=== SECÇÃO DO DOCUMENTO ===

+++

127         Pelo exposto, considera o Tribunal Arbitral que os referidos meios de prova apresentados pela Requerente, desde que emitidos de acordo com a legislação fiscal e comercial, questão que a Autoridade Requerida não suscita e não põe em causa, gozam da presunção de veracidade que lhes é conferida pelo artigo 75.º, n.º 1 da LGT, afigurando-se assim com força bastante para ilidir a presunção fundada no registo, tal como consagrada no n.º 1 do artigo 3.º do CIUC.

 

(viii)       Do direito a juros indemnizatórios

 

128         A Requerente pede o reembolso dos montantes indevidamente pagos acrescido de juros indemnizatórios contados desde a data de pagamento até efectivo e integral reembolso.

 

129         Nos termos do artigo 24.º, n.º 5, do RJAT, o direito aos mencionados juros indemnizatórios pode, de resto, ser reconhecido no processo arbitral.

 

130         Estabelece ainda o artigo 24º, nº 1, alínea b) do RJAT, que deverá ser entendido que o pedido de juros indemnizatórios é uma pretensão relativa a actos tributários, que visa concretizar o conteúdo do dever de “restabelecer a situação que existiria se o acto tributário objecto da decisão arbitral não tivesse sido praticado, adoptando os actos e operações necessários para o efeito”.

 

131         Estabelece o n.º 1 do artigo 43.º da LGT que serão devidos juros indemnizatórios “quando se determine, em reclamação graciosa ou impugnação judicial, que houve erro imputável aos serviços de que resulte pagamento da dívida tributária em montante superior ao legalmente devido”.

 

132         Ora, o caso em apreço, suscita a questão de determinar se houve ou não erro imputável à Autoridade Tributária.

 

133         Ao considerar que o artigo 3.º, n.º 1 do CIUC consagra uma presunção ilidível, o presumível proprietário poderá ilidir essa presunção demonstrando não ser já o proprietário do veículo em questão.

 

134         Devendo assim a Autoridade Tributária, antes de efectuar a liquidação do imposto, dirigir-se ao outro sujeito passivo identificado como o real proprietário do veículo.

 

135         In casu, a Requerente não usou os meios próprios e adequados, como a reclamação graciosa, para identificar o real proprietário como o verdadeiro sujeito passivo dos impostos liquidados oficiosamente.

 

136         Assim sendo, entende este Tribunal que, ao promover a liquidação oficiosa do IUC considerando a Requerente como sujeito passivo deste imposto, a Autoridade Requerida limitou-se a dar cumprimento ao disposto no referido nº 1 do artigo 3º do Código do IUC, que considera que os sujeitos passivos do IUC são as pessoas em nome de quem os veículos automóveis se encontram registados.

+++

[Linhas do conjunto de dados]
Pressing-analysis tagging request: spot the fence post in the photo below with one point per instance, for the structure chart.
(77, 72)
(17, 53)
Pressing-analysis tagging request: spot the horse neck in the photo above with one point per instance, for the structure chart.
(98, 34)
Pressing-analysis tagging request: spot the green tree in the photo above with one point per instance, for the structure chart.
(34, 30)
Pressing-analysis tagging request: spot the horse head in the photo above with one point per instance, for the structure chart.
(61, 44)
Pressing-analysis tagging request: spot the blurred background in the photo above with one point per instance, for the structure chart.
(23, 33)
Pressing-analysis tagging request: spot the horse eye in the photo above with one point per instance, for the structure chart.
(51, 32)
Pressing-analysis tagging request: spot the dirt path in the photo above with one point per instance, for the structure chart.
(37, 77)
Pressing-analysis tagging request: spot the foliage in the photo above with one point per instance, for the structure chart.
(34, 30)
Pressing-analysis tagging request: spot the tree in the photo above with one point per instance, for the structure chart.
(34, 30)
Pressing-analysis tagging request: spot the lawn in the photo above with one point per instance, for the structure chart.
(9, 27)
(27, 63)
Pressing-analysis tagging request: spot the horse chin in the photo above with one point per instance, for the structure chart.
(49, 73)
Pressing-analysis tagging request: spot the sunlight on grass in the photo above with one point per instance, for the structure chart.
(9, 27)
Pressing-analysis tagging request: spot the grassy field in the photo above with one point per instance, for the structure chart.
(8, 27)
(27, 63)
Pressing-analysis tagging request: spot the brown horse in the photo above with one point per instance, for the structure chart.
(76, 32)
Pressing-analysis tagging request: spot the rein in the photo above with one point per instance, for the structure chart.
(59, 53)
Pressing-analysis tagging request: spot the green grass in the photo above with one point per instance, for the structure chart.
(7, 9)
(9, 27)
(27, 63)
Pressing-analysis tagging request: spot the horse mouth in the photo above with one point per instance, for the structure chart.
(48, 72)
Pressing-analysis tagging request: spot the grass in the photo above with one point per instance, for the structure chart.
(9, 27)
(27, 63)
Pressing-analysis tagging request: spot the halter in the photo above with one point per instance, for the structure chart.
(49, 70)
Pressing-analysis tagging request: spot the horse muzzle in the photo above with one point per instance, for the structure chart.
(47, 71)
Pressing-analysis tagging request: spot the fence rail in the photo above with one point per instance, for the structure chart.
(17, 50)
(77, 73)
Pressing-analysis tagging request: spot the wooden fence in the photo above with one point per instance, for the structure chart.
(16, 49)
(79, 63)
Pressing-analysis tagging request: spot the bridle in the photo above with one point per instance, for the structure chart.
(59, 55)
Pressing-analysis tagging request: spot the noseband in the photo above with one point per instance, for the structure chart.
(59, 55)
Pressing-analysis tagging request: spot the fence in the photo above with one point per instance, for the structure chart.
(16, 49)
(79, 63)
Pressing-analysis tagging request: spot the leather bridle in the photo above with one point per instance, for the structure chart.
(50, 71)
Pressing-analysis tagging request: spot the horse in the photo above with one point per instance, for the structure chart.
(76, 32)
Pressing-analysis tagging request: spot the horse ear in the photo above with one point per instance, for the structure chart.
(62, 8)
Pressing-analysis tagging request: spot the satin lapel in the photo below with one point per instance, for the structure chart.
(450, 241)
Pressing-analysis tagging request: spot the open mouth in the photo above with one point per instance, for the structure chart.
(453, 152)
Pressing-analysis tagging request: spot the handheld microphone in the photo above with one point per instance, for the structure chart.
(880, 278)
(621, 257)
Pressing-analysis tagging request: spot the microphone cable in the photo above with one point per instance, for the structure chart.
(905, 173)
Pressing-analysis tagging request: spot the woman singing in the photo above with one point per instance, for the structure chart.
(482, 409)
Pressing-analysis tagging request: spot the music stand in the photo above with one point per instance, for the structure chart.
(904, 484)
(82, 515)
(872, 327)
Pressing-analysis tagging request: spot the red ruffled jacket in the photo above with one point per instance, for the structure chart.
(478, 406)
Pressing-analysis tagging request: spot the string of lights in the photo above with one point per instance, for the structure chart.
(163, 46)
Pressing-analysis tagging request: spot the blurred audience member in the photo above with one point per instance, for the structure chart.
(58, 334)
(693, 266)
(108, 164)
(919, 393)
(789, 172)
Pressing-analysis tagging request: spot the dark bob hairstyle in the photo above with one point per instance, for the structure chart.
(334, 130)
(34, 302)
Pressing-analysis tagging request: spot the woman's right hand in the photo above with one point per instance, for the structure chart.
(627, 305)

+++

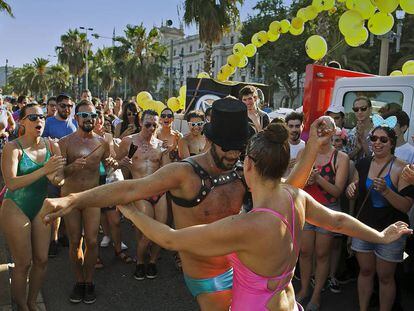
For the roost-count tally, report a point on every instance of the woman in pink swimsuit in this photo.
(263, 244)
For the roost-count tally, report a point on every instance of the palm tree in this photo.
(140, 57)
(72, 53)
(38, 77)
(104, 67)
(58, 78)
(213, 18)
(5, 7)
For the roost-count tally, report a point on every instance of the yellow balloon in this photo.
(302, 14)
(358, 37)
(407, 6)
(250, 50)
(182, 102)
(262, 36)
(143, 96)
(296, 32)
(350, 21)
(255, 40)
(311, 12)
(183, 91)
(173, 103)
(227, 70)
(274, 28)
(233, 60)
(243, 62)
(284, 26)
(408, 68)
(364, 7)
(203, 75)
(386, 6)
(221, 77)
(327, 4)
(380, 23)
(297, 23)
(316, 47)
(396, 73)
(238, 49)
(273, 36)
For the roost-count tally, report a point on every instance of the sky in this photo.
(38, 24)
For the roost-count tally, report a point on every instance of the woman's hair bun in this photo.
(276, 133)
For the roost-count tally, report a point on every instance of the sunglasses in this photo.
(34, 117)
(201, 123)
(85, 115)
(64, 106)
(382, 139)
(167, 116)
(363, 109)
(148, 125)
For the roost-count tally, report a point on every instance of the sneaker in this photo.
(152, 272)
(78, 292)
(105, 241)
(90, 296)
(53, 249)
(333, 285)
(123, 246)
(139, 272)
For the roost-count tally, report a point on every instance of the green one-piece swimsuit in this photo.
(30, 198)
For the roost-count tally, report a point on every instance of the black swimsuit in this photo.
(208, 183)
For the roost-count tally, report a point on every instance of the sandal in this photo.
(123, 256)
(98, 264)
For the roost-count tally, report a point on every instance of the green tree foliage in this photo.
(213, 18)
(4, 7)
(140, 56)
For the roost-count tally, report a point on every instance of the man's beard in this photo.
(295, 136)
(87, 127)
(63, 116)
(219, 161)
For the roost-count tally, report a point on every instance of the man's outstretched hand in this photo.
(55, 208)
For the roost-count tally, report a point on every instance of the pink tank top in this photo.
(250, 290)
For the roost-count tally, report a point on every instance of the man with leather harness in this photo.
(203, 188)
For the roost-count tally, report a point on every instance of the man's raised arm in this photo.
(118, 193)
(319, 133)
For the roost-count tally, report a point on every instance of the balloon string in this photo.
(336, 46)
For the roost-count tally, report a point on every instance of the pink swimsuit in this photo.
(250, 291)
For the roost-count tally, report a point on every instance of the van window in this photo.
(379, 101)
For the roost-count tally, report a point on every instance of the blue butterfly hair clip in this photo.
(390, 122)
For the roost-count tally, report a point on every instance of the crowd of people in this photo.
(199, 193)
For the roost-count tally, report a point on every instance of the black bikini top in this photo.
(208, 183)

+++

=== TAREFAS A REALIZAR ===
- A) Reescreva o trecho da decisão arbitral que vai de "134         Devendo assim" até "se encontram registados.", trocando "reclamação graciosa" por "reclamação administrativa".
- B) Responda, com base na decisão arbitral, às perguntas seguintes:
(i) Que disposição da LGT confere presunção de veracidade aos meios de prova apresentados pela Requerente?
(ii) Segundo o artigo 24.º, n.º 5, do RJAT, em que processo pode ser reconhecido o direito aos juros indemnizatórios?
(iii) Segundo o n.º 1 do artigo 3.º do Código do IUC, quem são os sujeitos passivos do IUC?

=== RESPOSTAS COMPLETAS ===
- A)
134         Devendo assim a Autoridade Tributária, antes de efectuar a liquidação do imposto, dirigir-se ao outro sujeito passivo identificado como o real proprietário do veículo.

 

135         In casu, a Requerente não usou os meios próprios e adequados, como a reclamação administrativa, para identificar o real proprietário como o verdadeiro sujeito passivo dos impostos liquidados oficiosamente.

 

136         Assim sendo, entende este Tribunal que, ao promover a liquidação oficiosa do IUC considerando a Requerente como sujeito passivo deste imposto, a Autoridade Requerida limitou-se a dar cumprimento ao disposto no referido nº 1 do artigo 3º do Código do IUC, que considera que os sujeitos passivos do IUC são as pessoas em nome de quem os veículos automóveis se encontram registados.

- B)
(i) O artigo 75.º, n.º 1 da LGT.
(ii) No processo arbitral.
(iii) As pessoas em nome de quem os veículos automóveis se encontram registados.